### WHAT TO PRODUCE
Scan the records for the line containing "the white ceiling"; extract it and all later lines, verbatim, through the end, and nothing before it.

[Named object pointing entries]

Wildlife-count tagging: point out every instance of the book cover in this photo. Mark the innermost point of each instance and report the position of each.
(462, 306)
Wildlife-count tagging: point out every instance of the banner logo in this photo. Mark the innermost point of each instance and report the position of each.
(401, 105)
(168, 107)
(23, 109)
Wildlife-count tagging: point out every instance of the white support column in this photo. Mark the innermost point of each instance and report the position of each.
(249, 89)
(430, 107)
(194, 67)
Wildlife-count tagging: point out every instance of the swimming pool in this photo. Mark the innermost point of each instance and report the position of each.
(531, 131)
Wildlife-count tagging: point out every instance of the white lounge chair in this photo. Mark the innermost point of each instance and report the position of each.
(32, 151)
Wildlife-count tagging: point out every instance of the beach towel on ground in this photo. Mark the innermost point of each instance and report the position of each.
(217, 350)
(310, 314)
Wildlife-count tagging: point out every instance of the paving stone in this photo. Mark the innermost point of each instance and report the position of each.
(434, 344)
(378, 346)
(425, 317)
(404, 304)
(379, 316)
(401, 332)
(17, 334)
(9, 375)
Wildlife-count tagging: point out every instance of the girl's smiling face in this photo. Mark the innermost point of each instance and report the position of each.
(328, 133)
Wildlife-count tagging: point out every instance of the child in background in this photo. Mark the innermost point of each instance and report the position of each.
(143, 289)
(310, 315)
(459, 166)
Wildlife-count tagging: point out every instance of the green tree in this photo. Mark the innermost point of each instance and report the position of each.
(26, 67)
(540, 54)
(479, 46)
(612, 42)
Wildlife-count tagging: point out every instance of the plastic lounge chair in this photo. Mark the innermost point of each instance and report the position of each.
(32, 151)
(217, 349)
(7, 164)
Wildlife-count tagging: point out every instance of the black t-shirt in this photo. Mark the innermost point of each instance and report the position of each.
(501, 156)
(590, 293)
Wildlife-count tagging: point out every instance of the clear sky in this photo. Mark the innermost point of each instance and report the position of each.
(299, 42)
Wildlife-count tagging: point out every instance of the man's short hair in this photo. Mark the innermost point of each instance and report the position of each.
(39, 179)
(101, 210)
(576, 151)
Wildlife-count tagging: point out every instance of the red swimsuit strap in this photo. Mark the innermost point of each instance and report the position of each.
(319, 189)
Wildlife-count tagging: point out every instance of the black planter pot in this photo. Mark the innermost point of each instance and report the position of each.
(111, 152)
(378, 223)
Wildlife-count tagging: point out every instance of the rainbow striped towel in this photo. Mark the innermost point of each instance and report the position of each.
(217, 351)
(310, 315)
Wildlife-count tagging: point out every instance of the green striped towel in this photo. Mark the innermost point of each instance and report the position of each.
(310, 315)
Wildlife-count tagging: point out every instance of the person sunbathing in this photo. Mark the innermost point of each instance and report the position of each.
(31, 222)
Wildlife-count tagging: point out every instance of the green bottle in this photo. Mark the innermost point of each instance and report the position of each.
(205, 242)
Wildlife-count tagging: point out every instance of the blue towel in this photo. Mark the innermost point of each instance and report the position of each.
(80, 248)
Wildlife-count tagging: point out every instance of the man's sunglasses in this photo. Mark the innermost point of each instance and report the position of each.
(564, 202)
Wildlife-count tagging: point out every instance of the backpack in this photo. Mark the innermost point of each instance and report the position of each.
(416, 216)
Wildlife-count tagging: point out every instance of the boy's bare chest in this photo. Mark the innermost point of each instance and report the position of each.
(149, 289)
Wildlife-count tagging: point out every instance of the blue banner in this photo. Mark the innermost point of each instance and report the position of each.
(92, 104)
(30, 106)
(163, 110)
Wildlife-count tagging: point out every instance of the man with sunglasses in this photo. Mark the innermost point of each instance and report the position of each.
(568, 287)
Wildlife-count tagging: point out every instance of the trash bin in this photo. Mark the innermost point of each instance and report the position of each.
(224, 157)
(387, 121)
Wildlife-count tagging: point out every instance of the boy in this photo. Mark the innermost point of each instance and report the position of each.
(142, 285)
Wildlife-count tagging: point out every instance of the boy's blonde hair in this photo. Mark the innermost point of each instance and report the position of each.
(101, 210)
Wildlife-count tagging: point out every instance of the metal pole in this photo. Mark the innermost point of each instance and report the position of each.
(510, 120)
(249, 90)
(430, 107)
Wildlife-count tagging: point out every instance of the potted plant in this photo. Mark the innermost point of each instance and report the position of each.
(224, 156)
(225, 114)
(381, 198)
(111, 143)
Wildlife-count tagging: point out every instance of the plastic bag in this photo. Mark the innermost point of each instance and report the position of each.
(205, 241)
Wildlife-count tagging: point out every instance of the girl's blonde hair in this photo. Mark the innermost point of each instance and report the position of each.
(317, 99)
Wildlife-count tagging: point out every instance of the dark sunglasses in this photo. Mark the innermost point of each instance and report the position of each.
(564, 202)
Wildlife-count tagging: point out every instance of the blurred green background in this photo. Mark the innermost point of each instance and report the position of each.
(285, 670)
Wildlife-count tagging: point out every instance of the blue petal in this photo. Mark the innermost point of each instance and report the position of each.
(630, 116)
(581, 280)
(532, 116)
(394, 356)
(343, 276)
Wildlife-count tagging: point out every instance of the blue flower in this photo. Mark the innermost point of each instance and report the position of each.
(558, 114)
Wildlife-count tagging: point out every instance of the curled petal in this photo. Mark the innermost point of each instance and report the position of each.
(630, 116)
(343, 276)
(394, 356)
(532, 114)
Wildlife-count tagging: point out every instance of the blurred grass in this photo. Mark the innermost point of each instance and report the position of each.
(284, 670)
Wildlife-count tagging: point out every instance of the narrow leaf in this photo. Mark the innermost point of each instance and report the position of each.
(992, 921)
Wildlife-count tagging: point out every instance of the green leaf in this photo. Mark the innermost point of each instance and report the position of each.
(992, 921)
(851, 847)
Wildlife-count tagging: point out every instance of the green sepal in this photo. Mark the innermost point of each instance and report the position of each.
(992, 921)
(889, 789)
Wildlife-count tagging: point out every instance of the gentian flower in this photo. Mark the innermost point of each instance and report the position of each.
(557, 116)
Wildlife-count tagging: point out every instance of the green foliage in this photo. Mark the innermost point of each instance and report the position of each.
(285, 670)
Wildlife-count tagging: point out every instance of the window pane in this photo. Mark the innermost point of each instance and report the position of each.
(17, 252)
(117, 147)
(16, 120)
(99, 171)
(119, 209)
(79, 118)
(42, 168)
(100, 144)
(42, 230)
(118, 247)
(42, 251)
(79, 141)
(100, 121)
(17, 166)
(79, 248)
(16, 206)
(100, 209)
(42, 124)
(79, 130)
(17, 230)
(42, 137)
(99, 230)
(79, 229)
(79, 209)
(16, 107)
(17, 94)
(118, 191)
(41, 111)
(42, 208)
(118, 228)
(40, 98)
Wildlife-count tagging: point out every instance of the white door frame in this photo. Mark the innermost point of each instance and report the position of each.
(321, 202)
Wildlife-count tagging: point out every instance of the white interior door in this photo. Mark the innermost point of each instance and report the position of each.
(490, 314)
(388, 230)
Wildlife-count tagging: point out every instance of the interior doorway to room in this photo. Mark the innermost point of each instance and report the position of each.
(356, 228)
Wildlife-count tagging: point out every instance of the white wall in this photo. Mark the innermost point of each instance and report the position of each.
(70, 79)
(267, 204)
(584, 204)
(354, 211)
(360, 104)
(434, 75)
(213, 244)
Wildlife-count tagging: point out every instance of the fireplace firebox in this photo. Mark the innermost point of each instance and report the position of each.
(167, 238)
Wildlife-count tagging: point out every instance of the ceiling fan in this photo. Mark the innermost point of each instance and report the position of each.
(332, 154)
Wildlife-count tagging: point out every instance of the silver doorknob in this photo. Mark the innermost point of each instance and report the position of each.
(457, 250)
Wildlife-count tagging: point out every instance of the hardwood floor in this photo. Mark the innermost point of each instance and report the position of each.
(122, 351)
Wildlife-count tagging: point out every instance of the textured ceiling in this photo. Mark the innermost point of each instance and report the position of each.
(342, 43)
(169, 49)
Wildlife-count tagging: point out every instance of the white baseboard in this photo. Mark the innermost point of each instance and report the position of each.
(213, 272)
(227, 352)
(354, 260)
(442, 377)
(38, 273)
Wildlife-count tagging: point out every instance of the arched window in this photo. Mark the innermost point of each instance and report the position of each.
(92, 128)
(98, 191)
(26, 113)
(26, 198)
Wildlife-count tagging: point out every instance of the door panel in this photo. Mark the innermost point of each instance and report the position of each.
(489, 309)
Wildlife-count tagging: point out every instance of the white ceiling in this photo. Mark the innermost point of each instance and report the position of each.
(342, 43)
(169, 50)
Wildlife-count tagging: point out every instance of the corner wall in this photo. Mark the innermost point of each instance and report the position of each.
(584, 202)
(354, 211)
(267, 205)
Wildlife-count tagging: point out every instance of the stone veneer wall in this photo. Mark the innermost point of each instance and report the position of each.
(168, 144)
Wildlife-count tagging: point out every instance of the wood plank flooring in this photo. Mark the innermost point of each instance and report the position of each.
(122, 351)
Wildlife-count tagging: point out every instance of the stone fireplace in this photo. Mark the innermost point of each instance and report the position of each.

### WRITTEN SOLUTION
Wildlife-count tagging: point out every instance of the white ceiling in this photo. Mark the innermost point of each instance and report the position of each.
(342, 43)
(169, 50)
Wildlife-count tagging: point out every instance of the corner wall in this photo. Mark the innermost point of each instance and report the position of each.
(584, 202)
(354, 211)
(267, 205)
Wildlife-count tagging: point out every instance of the stone veneer wall in this photo. Mark the innermost point of each instance and report the position of each.
(168, 144)
Wildlife-count tagging: point out every instance of the wood plank flooring in this photo. Mark the innermost point of each instance and report the position of each.
(122, 351)
Wildlife-count tagging: point out every instance of the stone fireplace in this photo. Mark the innermost point of each instance and report the position of each.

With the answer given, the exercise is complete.